*** Opening Supplied passage ***

Was it doubted that those who corrupt their own bodies conceal themselves?
And if those who defile the living are as bad as they who defile the dead?
And if the body does not do fully as much as the soul?
And if the body were not the soul, what is the soul?
– Walt Whitman

Too much contact, no more feeling
The sound around them all
Acid on the floor so she walk on the ceiling
And the body electric flashes on the bathroom wall
And the body electric flashes on the bathroom wall
Crawling to the corners where the idiot children call
See the body flashing on the wall
– Sisters of Mercy

Mary prays the rosary for my broken mind
I’m on fire
I sing the body electric
My clothes still smell like you
And all the photographs say you’re still young
I pretend I’m not hurt
And go about the world like I’m havin’ fun.
– Lana Del Rey
I sing the body electric
I celebrate the me yet come
I toast to my own reunion
When I become one with the sun
And I’ll look back on Venus
I’ll look back on Mars
And I’ll burn with the fire
Of ten million stars
“The body electric” as a phrase within itself can be traced back to Whitman’s poem, however the concept goes back a little further. Even the Ancient Greeks had a knowledge of electricity (by rubbing fabric against something similar to a balloon, for example), and used it within medicine. Long before we knew that the human brain literally works because of electric circuits within it – it was 1746 the first published medical text confirmed the existence of electricity within the human body. Whitman’s idea of “the body electric” referred to the interconnectivity of the human soul and the body – a state of oneness, in connection with other people, the Earth, one’s own sensuality. In other words – that same state of mindfulness, of being in tune with yourself and the world around you, that I keep harping on about.
Musicians tend to refer to the “body electric” purely for it’s sensuality (read – hedonism and debauchery) – see Andrew The Sisters of Mercy Are Not A Goth Band Eldritch’s line above about the “floor being acid so she walks on the ceiling“. However, that’s pop music for you. Sex sells, kids.

*** Closing Supplied passage ***
*** Opening Dataset extract ***

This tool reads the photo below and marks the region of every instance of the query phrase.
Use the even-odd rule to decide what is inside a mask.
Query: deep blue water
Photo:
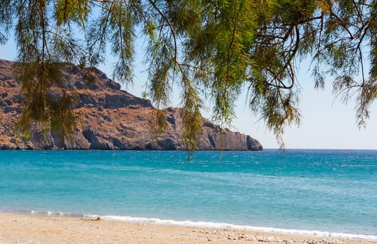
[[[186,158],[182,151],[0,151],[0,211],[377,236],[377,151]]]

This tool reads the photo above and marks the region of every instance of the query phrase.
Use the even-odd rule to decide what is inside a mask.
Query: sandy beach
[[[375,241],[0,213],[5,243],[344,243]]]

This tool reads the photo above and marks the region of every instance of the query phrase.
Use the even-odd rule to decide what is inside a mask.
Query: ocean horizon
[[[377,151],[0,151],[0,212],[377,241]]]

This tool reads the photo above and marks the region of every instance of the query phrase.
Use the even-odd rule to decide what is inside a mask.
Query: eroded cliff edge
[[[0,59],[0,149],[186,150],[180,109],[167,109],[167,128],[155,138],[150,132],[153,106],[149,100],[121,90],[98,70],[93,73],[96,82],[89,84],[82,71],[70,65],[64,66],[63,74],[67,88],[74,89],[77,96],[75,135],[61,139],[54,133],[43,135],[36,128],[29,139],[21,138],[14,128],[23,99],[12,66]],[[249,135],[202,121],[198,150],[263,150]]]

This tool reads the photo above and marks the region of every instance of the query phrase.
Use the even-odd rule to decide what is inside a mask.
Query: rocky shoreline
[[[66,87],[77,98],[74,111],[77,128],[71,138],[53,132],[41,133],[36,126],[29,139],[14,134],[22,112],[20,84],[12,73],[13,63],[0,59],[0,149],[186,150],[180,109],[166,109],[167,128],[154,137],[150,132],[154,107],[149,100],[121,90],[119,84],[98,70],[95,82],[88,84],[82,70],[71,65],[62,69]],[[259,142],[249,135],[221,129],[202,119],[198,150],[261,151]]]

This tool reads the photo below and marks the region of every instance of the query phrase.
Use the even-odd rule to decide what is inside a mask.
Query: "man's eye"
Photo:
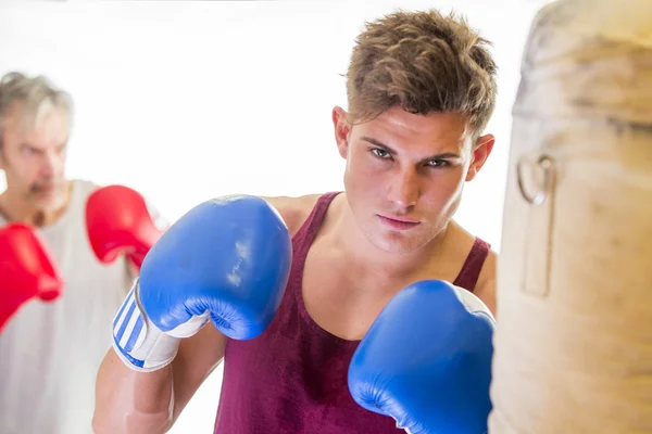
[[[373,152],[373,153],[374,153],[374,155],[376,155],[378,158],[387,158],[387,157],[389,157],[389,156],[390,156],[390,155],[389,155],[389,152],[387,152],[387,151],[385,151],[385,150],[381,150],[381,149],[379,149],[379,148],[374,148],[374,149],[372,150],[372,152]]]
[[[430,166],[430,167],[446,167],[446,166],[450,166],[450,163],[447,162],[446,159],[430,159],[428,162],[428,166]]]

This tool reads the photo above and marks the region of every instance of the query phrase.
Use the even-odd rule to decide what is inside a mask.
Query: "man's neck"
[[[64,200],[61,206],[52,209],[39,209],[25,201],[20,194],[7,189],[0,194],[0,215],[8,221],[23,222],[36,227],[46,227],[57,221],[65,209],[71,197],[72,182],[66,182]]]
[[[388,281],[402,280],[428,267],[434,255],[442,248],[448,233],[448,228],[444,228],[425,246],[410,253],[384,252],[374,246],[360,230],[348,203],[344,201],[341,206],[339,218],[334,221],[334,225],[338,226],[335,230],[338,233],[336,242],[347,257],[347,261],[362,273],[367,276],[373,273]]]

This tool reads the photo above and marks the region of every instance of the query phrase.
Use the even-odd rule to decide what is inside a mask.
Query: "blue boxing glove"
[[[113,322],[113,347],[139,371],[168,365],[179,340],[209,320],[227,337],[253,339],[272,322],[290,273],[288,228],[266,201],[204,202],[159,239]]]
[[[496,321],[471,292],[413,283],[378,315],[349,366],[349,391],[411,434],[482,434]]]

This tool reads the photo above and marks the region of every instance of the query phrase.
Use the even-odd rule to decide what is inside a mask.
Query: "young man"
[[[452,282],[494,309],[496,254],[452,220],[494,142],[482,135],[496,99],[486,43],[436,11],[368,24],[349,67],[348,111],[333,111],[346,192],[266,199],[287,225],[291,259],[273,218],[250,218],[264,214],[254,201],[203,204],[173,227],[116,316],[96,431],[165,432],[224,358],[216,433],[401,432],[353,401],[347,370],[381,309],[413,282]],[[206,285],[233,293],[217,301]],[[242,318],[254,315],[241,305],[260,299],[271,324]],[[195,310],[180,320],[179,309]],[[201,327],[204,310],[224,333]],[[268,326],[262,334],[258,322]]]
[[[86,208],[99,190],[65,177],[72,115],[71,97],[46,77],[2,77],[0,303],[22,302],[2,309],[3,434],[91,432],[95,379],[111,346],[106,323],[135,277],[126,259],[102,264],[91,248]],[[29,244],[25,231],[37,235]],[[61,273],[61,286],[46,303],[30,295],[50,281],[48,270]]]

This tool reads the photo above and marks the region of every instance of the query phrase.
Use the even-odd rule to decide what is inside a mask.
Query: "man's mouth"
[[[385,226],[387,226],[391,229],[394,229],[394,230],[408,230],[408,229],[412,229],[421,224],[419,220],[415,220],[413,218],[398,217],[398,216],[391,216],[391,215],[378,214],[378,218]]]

*** Closing Dataset extract ***

Explore the material ->
**a.** Rewrite the passage on the body electric starting with "Was it doubted" and going on through "as the soul?", substituting "desecrate" for "defile" throughout.
**b.** Continue the essay on the body electric from the point where it stops.

Answers for each item ->
**a.**
Was it doubted that those who corrupt their own bodies conceal themselves?
And if those who desecrate the living are as bad as they who desecrate the dead?
And if the body does not do fully as much as the soul?

**b.**
The body electric – the poetic way of bridging the gap between the tangible and intangible, the earthly and the divine.
Life modelling requires mindfulness. It requires the model to be present at all times during the sitting, to avoid movements, to keep the pose, to serve the artists working from the body well. It requires you to sing the body electric.
However, in the world of COVID-19, life drawing classes are online, existing in a cyberspace. The normal “sacred” working space around the nude model is now a Zoom class. You must sing the body electric alone, as a digital version of the body is projected through cyberspace to the artists working. Your body becomes literally electric – there is a disconnect – there is a lack of the shared space of the nude figure and the working artists.
You dream in digital for 2 hours, your home becomes the space in which you must work, must focus, must sing the body electric. The space hasn’t changed – it’s the same living room floor you draw on, listen to records on, all your personal artefacts are still around you, but you must force the mind to that working space of peace and mindfulness for the benefit of those working from you.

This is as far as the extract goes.